▶ [About this task]: Output all of the data exactly, keeping any images out of the copy.

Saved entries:
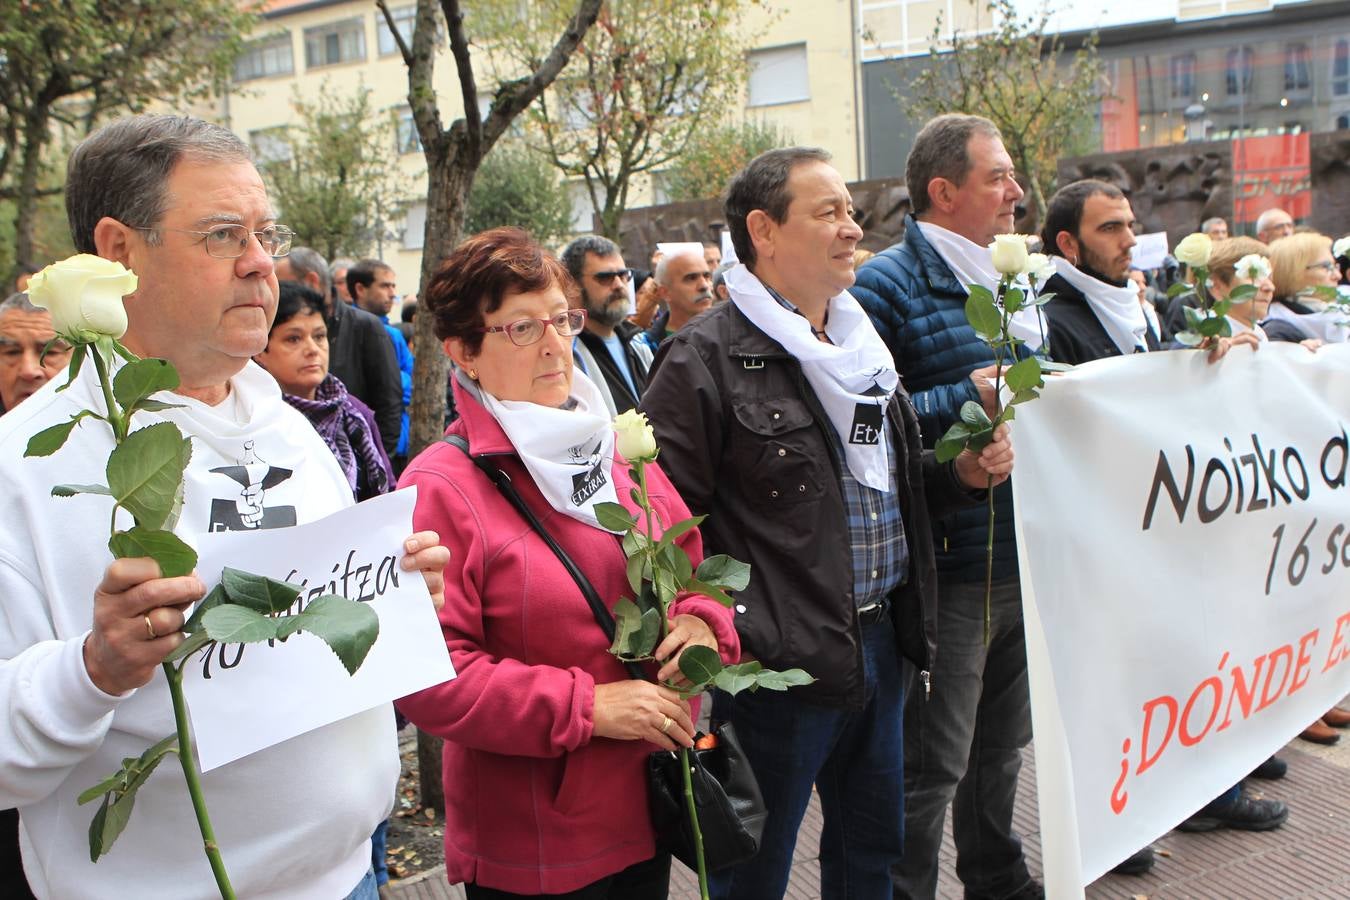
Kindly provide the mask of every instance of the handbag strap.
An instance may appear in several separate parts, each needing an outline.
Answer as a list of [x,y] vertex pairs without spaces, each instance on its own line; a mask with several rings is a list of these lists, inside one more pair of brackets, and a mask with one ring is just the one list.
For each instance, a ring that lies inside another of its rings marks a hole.
[[[548,529],[544,527],[543,522],[539,521],[539,517],[534,514],[534,511],[525,505],[524,498],[520,496],[520,492],[516,490],[516,486],[511,483],[511,476],[503,472],[501,468],[488,459],[488,457],[474,456],[470,453],[469,442],[464,439],[463,435],[447,434],[445,437],[441,438],[441,440],[462,450],[464,455],[469,457],[469,459],[473,461],[473,464],[481,469],[483,474],[487,475],[492,483],[497,486],[497,490],[507,499],[507,502],[515,507],[516,512],[520,513],[521,517],[529,523],[535,533],[544,539],[544,543],[553,551],[553,555],[558,557],[558,562],[563,564],[563,568],[567,570],[567,574],[572,576],[572,580],[575,581],[577,587],[581,589],[582,596],[585,597],[586,602],[590,604],[591,615],[595,617],[595,622],[600,626],[600,630],[605,633],[605,638],[610,642],[613,642],[615,628],[614,616],[610,614],[609,608],[606,607],[604,601],[600,599],[599,593],[595,590],[595,585],[591,584],[591,580],[586,577],[586,573],[581,571],[581,568],[576,564],[572,557],[568,555],[567,551],[562,548],[562,545],[558,543],[553,535],[549,534]],[[642,666],[637,663],[624,662],[624,668],[628,670],[630,678],[636,678],[640,681],[647,680],[647,675],[642,671]]]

▶ [Answer to the problem]:
Kindly provide the mask of every instance of the handbag strap.
An instance may appear in several separate parts, each needing an outline.
Answer as a list of [x,y] vertex pairs without spaces, each instance on its own line; a mask with several rings is a list of these lists, inside one more pair of brackets, and a mask with one ring is just the one list.
For each instance, a ring that lies inside another of its rings marks a hole.
[[[548,529],[544,527],[543,522],[539,521],[539,517],[534,514],[534,511],[525,505],[524,498],[520,496],[520,492],[516,490],[516,486],[511,483],[511,476],[503,472],[501,468],[488,459],[488,457],[474,456],[470,453],[469,442],[464,439],[463,435],[447,434],[445,437],[441,438],[441,440],[462,450],[464,455],[469,457],[469,459],[473,461],[473,464],[481,469],[483,474],[487,475],[492,483],[497,486],[497,490],[507,499],[507,502],[515,507],[516,512],[520,513],[521,517],[529,523],[535,533],[544,539],[544,543],[553,551],[553,555],[558,557],[558,562],[563,564],[563,568],[567,570],[567,574],[572,576],[572,580],[575,581],[577,587],[581,589],[582,596],[585,597],[586,602],[590,604],[591,615],[595,617],[595,622],[600,626],[600,630],[605,633],[605,638],[610,642],[613,642],[615,628],[614,616],[610,614],[609,608],[606,607],[604,601],[600,599],[599,593],[595,590],[595,585],[591,584],[591,580],[586,577],[586,573],[581,571],[581,568],[576,564],[572,557],[568,555],[567,551],[562,548],[562,545],[558,543],[553,535],[549,534]],[[642,666],[637,663],[624,662],[624,668],[628,670],[630,678],[636,678],[640,681],[647,680],[647,675],[642,671]]]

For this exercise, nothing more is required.